**TASK MATERIAL:**
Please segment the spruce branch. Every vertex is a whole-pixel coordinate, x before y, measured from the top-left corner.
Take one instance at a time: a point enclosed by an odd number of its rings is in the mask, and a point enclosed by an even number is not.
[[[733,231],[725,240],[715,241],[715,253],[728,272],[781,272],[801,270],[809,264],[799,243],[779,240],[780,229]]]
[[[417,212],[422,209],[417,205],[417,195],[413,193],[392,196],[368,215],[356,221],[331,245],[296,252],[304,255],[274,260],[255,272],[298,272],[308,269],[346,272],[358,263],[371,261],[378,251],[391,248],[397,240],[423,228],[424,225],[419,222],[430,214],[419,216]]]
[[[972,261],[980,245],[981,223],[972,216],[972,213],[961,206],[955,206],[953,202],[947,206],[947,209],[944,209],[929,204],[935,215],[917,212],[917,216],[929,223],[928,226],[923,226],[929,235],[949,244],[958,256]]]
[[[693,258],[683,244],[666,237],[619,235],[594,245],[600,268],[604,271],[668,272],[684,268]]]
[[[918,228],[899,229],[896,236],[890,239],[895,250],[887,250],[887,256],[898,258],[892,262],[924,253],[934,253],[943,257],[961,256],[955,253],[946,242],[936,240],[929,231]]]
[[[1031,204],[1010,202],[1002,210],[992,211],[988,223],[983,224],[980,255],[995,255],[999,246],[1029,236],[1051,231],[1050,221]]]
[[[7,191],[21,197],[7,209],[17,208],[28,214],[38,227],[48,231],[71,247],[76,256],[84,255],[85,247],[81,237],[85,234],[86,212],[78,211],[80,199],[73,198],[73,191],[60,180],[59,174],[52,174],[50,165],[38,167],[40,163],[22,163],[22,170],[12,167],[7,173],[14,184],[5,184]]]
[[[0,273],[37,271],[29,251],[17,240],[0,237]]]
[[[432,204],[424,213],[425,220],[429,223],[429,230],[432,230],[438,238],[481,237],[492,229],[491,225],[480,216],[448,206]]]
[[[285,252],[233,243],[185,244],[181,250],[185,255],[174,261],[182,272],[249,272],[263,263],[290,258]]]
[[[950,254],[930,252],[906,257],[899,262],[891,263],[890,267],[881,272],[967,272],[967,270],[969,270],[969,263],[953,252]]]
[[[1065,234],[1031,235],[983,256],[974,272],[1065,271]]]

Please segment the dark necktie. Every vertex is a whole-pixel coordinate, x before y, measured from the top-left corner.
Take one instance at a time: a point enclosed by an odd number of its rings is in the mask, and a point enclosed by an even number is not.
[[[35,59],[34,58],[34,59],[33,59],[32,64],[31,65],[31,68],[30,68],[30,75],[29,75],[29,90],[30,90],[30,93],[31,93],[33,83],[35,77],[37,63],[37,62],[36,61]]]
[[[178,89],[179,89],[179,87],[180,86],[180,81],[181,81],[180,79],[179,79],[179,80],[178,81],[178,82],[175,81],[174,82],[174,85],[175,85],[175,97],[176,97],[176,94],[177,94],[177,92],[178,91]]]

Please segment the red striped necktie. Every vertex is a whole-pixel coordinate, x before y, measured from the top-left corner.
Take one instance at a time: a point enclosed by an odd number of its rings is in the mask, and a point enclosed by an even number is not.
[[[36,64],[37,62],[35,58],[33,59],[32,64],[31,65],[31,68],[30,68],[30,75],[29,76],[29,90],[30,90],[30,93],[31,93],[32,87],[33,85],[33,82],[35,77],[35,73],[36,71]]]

**GIVEN EXERCISE:**
Rewrite everything from the line containing "Please segment the red" down to the end of the data, including the instructions, and scale every vertex coordinate in the polygon outlines by 2.25, rounding each result to a whole number with halves rounded up.

**FULL ANSWER:**
Please segment the red striped necktie. Every vertex is a whole-pixel coordinate, x before y, measured from the top-left corner.
Take one instance at a time: a point enclosed by an odd number of its rings is in the mask, and a point enclosed by an even number is not.
[[[81,144],[83,140],[79,131],[74,133],[72,144],[70,146],[70,153],[68,153],[68,169],[65,171],[65,203],[68,203],[68,209],[70,209],[72,196],[74,191],[74,185],[79,173],[79,164],[81,160]]]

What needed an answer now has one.